Task to complete
How many of the lines below contain the string "railing" when matched case-sensitively? Give only the number.

--------------------------------------------------

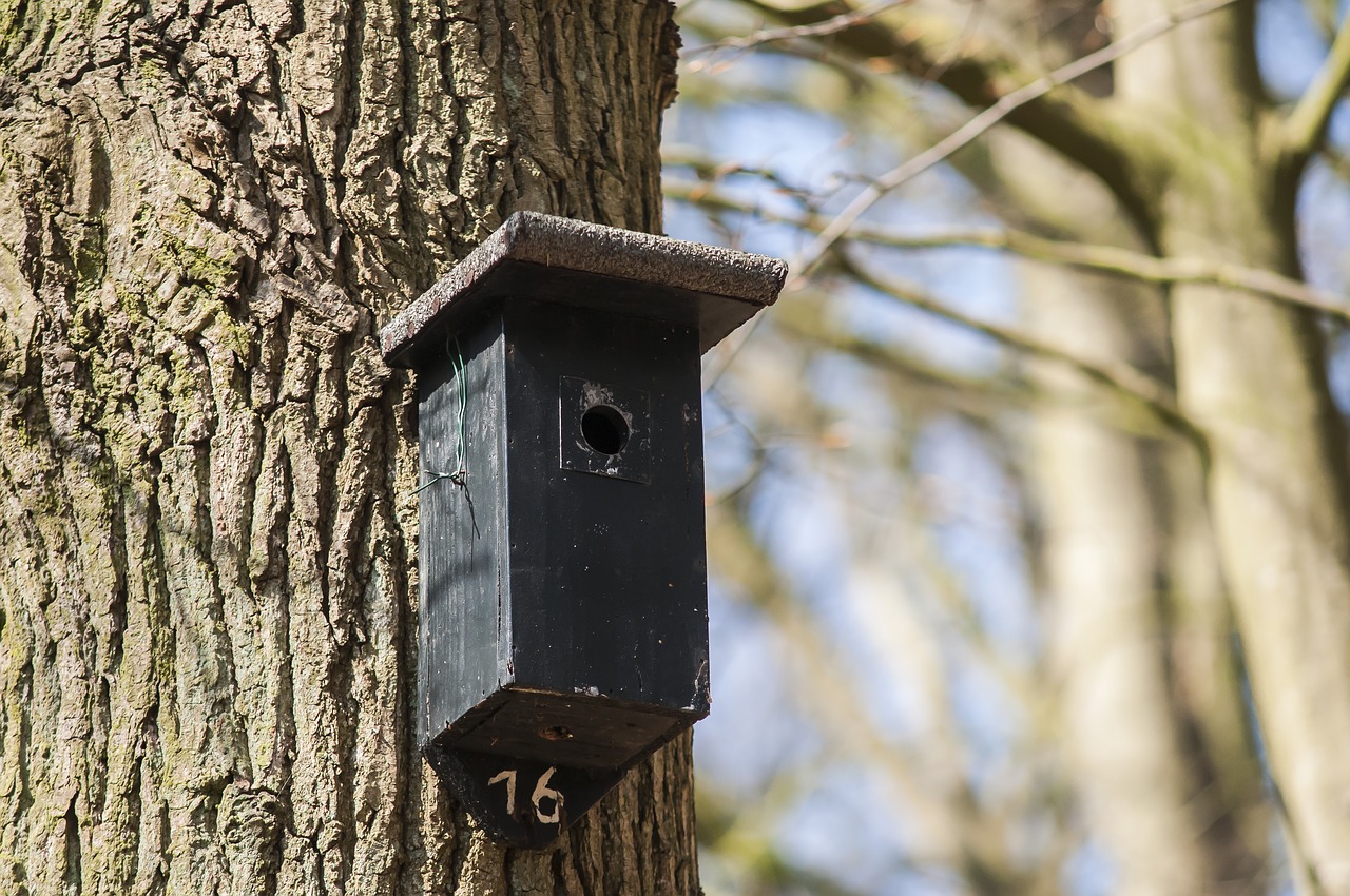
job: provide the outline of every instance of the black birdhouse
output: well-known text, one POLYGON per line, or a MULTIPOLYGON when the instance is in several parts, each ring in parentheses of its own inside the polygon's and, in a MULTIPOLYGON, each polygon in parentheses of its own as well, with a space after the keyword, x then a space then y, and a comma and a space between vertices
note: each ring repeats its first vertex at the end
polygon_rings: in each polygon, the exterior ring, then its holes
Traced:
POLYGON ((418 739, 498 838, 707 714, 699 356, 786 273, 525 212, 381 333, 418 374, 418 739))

--------------------------------------------------

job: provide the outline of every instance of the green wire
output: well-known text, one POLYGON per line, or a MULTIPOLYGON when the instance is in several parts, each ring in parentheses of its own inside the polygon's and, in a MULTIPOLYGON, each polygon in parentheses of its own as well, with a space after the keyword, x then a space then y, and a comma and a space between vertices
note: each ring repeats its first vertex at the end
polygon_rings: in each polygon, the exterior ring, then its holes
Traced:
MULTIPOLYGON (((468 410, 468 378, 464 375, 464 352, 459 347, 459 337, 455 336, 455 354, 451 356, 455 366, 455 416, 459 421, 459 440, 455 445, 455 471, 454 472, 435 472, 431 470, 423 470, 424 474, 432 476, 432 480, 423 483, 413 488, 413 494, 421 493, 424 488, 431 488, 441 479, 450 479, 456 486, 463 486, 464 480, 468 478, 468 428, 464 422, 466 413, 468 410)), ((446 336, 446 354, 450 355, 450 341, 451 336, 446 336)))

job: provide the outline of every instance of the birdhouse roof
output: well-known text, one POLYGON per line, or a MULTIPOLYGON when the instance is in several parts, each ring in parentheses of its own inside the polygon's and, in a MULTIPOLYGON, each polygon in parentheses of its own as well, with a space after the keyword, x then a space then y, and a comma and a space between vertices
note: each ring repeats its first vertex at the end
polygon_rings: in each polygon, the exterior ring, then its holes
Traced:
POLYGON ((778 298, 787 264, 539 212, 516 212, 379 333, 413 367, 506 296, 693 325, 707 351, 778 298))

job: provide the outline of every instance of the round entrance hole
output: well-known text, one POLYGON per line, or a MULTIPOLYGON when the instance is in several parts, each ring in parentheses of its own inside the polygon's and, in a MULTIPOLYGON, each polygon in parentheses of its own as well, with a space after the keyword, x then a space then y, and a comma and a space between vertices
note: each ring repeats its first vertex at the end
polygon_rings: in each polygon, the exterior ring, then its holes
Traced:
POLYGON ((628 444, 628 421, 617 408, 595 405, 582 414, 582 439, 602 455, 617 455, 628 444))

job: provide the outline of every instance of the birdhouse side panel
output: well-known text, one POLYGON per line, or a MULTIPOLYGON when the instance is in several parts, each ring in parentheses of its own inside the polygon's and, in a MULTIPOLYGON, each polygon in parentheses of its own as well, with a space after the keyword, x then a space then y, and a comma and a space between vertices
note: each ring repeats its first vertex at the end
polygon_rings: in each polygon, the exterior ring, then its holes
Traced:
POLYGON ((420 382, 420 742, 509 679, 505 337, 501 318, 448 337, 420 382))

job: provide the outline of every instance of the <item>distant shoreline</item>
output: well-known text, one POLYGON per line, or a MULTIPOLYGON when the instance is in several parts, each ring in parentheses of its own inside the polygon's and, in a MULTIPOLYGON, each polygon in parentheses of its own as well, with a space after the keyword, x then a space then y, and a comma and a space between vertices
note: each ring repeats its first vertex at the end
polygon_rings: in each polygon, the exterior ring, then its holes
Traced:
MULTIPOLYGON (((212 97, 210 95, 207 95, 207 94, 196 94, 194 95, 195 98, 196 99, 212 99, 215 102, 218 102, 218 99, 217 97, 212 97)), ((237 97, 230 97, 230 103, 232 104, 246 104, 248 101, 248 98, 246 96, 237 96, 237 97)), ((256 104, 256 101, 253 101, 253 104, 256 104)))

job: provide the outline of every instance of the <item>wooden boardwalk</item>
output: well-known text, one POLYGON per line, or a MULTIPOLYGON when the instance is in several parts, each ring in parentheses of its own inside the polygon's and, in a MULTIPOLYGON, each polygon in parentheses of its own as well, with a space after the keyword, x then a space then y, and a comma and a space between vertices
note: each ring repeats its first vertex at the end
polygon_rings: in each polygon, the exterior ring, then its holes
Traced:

--------------------------------------------------

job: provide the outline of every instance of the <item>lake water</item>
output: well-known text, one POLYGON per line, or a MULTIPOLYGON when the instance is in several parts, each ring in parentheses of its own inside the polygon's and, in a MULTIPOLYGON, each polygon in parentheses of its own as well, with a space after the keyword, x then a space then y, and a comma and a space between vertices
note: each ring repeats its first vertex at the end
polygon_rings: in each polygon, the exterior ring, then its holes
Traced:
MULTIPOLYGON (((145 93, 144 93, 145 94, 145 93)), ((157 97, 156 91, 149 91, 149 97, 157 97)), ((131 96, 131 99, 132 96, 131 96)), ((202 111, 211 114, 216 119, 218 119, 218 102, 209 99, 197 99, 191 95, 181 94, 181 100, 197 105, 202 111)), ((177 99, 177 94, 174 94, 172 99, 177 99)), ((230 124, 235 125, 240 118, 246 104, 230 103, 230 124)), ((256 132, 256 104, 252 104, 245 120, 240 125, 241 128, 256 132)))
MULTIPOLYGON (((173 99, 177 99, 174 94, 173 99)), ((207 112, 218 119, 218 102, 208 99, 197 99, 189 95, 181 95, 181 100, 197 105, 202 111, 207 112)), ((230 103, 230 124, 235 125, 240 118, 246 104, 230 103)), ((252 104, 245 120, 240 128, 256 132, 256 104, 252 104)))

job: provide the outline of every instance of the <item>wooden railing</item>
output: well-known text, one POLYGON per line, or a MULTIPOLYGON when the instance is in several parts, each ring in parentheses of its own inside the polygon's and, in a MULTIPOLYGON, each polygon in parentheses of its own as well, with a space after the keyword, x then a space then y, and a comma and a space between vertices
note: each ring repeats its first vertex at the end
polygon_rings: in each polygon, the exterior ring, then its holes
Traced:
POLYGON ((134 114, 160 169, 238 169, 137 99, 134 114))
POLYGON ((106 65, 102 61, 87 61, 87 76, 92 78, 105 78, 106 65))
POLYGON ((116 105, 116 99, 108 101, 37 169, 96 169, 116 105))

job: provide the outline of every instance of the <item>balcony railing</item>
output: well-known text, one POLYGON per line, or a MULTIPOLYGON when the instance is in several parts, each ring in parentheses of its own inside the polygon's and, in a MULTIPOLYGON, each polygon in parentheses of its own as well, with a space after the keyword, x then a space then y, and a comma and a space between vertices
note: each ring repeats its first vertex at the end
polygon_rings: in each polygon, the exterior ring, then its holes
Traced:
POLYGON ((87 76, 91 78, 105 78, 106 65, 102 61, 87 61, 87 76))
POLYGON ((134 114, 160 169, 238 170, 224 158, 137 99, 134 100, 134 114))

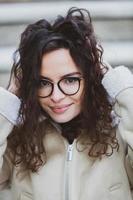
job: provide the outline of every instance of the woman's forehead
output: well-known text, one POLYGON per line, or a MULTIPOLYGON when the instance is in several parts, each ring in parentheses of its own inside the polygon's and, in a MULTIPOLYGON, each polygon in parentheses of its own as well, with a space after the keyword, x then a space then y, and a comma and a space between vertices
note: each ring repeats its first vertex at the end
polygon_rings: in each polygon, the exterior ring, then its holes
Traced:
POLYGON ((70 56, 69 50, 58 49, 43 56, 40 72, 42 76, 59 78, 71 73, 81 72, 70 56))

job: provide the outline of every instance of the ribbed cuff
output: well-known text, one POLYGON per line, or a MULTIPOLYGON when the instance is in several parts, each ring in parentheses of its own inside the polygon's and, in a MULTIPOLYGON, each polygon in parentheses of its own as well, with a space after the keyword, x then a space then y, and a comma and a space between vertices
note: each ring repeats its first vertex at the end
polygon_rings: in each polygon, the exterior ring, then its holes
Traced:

--------------------------------------------------

Result for this task
2